Exercise description
Copy every line of the listing below that contains the word "banner".

Given data
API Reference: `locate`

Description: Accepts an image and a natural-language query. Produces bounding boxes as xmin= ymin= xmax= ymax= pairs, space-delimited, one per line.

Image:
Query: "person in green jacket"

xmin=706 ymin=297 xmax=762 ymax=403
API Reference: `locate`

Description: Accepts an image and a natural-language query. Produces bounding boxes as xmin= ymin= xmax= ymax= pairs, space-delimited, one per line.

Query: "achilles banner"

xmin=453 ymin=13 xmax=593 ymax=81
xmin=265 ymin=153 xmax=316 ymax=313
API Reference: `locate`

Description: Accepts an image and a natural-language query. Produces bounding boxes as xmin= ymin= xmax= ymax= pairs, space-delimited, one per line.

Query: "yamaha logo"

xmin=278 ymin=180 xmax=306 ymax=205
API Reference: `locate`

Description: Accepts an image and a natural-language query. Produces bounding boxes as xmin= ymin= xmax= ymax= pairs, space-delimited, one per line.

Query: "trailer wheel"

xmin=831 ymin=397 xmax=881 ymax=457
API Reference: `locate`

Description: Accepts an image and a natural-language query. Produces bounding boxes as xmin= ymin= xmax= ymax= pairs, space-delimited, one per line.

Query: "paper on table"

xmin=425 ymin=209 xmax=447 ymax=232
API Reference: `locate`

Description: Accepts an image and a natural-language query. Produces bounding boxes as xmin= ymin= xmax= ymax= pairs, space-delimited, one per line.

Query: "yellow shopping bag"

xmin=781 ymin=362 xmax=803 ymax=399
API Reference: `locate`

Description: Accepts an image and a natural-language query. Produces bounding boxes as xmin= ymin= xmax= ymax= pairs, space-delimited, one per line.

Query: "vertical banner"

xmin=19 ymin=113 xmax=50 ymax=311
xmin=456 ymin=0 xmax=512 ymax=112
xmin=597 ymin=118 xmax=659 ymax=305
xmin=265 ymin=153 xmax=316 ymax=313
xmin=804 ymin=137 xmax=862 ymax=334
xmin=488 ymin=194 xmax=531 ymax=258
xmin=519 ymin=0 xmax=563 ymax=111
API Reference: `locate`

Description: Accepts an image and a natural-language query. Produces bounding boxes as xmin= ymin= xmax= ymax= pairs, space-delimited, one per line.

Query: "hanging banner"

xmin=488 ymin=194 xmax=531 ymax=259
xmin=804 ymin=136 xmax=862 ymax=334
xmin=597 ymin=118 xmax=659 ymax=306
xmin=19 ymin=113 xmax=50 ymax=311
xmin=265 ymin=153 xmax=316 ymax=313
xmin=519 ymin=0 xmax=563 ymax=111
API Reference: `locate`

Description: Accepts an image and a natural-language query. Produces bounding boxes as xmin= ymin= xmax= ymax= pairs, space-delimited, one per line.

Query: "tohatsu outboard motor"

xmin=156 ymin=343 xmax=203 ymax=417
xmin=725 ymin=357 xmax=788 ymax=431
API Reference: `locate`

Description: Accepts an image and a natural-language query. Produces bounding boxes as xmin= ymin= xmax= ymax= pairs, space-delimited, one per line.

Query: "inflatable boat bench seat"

Task solution
Query: "achilles banner"
Query: "vertical banner"
Query: "hanging banner"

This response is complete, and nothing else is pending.